Aufgabenstellung: Zähle, in wie vielen Zeilen die Zeichenfolge „Mark“ vorkommt, und nenne nur diese Zahl. Groß- und Kleinschreibung ist dabei zu beachten.

Beispiele zur Maskenbeschriftung:
◆ ◆ ◆

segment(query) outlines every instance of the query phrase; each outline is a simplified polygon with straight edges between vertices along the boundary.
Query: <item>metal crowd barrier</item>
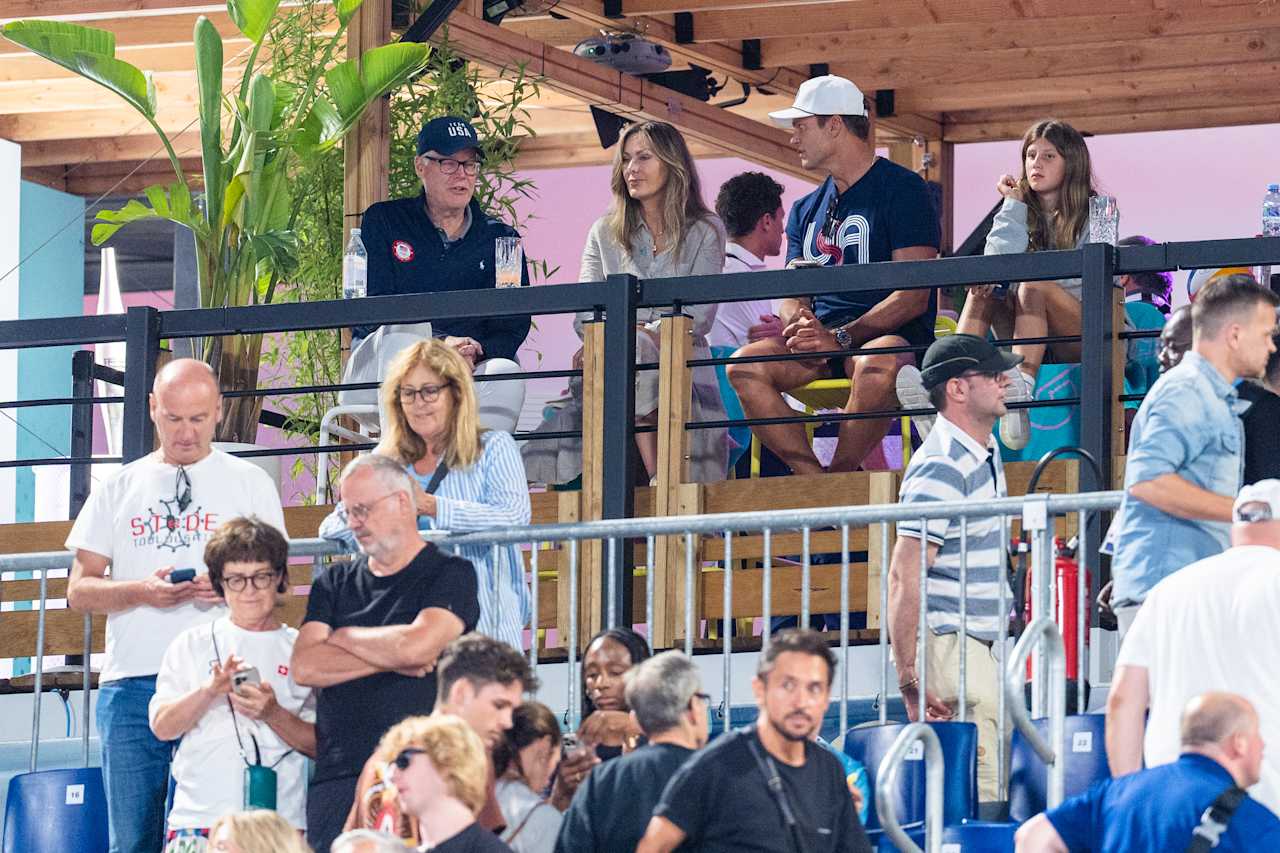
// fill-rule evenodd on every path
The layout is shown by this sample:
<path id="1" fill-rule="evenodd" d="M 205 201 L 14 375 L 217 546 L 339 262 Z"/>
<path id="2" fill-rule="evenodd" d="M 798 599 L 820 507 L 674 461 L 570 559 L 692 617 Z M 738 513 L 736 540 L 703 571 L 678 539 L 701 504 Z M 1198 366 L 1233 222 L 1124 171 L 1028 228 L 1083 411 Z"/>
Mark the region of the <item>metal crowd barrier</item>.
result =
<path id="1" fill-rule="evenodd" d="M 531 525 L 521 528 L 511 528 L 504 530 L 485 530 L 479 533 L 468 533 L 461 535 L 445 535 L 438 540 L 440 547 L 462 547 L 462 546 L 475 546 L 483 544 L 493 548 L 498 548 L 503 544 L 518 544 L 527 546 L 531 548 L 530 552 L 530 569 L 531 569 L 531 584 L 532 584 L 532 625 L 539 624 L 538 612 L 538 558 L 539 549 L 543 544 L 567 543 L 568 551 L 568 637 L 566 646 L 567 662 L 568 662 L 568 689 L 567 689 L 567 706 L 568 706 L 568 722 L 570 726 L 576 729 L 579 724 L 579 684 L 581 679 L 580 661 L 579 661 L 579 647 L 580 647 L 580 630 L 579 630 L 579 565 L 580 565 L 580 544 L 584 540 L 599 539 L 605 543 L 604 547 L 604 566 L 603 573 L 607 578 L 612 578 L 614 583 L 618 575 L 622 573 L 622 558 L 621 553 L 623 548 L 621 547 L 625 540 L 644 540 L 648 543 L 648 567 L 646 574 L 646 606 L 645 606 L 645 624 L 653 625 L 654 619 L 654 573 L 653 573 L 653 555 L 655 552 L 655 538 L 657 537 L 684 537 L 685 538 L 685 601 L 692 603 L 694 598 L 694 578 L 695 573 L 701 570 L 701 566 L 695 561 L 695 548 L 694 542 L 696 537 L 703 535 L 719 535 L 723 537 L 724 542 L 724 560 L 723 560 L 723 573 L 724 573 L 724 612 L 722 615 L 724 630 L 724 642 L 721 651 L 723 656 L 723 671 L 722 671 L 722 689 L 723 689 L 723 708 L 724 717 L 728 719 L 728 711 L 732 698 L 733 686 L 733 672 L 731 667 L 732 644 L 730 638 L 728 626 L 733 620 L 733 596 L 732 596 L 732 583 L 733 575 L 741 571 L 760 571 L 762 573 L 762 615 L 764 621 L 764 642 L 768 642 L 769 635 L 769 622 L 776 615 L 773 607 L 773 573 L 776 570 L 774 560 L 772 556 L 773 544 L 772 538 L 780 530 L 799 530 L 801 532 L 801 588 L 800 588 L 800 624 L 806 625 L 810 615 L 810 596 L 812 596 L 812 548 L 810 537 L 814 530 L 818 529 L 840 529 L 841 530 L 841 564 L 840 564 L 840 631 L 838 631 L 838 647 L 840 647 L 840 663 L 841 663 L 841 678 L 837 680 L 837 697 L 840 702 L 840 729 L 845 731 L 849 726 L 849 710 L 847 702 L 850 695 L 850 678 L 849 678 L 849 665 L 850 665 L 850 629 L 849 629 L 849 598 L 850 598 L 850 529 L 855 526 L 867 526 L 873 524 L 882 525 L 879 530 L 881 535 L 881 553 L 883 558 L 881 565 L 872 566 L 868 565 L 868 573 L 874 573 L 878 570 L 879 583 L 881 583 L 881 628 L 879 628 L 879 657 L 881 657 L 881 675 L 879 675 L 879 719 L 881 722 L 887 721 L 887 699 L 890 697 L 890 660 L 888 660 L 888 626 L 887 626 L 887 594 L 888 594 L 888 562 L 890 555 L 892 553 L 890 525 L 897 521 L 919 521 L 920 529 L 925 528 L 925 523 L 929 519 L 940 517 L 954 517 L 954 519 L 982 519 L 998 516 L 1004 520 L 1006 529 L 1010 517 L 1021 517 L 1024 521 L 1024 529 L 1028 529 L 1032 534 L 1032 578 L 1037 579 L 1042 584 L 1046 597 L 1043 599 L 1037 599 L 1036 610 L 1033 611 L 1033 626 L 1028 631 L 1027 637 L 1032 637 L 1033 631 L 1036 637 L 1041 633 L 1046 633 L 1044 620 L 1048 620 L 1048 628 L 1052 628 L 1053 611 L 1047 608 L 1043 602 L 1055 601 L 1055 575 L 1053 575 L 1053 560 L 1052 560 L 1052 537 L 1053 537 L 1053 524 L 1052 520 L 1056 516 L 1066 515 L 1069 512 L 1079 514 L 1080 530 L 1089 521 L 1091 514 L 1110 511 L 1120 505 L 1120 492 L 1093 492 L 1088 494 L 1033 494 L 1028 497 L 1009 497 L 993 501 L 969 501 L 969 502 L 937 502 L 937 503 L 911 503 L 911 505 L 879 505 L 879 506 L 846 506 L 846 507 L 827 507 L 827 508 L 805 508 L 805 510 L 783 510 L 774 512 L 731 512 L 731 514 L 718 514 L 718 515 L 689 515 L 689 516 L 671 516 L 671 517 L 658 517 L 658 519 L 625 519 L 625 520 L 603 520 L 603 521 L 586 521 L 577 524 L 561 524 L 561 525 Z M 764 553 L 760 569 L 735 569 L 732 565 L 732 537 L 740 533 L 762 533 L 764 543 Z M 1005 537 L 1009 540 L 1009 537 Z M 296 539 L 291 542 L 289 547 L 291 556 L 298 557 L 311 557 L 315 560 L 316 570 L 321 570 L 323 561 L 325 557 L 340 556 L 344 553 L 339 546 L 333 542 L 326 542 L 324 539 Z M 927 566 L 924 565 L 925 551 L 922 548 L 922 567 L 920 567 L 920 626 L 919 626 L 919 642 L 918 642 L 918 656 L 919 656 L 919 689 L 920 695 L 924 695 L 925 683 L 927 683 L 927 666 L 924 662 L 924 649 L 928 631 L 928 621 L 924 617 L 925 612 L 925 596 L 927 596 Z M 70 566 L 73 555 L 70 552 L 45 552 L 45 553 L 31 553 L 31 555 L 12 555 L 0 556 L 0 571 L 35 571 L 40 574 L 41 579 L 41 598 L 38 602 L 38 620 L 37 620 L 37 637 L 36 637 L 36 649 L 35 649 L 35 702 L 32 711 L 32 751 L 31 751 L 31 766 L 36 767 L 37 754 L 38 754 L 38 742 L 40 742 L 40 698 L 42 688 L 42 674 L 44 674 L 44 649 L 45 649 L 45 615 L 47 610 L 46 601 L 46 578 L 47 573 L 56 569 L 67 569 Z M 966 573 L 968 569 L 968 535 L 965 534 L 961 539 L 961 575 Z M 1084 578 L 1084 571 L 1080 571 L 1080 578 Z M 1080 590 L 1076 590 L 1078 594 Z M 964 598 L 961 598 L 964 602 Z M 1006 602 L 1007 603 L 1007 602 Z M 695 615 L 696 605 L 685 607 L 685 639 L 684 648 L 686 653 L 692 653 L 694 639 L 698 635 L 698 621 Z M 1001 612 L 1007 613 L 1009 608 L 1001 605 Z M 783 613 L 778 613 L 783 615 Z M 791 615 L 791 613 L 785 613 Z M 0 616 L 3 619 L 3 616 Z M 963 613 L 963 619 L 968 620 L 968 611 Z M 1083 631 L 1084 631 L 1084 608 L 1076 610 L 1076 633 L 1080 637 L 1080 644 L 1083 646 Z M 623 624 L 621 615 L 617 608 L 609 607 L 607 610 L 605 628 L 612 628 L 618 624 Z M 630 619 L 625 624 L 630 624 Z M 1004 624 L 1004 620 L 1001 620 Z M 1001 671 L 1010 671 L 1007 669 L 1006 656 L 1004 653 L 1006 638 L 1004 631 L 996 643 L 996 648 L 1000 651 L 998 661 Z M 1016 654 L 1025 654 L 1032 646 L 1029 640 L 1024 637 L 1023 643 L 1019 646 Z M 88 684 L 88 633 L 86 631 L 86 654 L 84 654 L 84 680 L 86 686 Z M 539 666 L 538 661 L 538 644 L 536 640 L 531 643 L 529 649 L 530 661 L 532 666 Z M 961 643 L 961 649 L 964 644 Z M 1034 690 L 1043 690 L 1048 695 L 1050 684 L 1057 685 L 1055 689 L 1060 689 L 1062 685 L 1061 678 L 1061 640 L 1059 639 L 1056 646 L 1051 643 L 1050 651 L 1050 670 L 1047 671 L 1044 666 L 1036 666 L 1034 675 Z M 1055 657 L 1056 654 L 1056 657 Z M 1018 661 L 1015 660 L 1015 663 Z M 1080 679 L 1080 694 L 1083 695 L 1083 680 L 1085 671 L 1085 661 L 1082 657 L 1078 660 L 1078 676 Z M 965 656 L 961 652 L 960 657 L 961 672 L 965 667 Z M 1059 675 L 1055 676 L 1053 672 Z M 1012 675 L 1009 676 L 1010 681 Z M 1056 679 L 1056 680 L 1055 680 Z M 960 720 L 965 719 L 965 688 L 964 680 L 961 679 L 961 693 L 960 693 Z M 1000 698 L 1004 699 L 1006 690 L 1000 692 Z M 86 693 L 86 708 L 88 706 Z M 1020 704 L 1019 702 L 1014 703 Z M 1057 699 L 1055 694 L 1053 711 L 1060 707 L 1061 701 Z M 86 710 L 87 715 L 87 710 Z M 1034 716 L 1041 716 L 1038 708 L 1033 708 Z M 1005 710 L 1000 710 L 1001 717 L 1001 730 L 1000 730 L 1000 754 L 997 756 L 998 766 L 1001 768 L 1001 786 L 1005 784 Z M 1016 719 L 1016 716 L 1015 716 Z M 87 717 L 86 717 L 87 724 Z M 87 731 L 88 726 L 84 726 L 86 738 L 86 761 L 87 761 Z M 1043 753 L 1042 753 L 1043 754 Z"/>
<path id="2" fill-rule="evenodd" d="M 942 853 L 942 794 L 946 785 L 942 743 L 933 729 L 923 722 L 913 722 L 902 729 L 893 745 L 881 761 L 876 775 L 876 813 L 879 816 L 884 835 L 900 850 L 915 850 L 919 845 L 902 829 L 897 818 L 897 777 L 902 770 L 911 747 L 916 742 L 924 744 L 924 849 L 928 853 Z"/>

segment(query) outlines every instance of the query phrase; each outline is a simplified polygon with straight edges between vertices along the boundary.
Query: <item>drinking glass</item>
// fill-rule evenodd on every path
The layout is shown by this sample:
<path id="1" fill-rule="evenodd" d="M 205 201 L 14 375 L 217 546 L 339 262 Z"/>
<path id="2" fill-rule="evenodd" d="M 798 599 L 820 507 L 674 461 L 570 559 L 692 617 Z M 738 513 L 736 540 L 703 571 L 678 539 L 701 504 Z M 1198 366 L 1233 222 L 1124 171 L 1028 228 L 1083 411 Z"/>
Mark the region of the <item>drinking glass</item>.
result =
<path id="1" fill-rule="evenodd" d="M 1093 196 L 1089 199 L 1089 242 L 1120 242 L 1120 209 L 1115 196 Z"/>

◆ ◆ ◆

Lösung der Aufgabe: 2